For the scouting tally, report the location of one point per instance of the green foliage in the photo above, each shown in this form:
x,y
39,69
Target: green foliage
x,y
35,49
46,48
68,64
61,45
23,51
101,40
....
What to work on: The listing above must be transcribed exactly, line by line.

Expected answer:
For the scouting tally, report the location of one point per instance of the green foliage in the photo above, each shown in this form:
x,y
39,69
Target: green foliage
x,y
35,49
46,48
68,64
61,45
23,51
101,40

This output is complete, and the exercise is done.